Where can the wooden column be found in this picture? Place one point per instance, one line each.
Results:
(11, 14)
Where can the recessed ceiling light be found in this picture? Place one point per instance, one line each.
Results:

**********

What this task involves » Your response should consist of the full listing, exactly as written.

Response to the task »
Where can the wooden column be found in this picture? Place one point per instance, one line each.
Results:
(11, 14)
Where can the recessed ceiling light be found in this picture? Place one point per instance, one line each.
Results:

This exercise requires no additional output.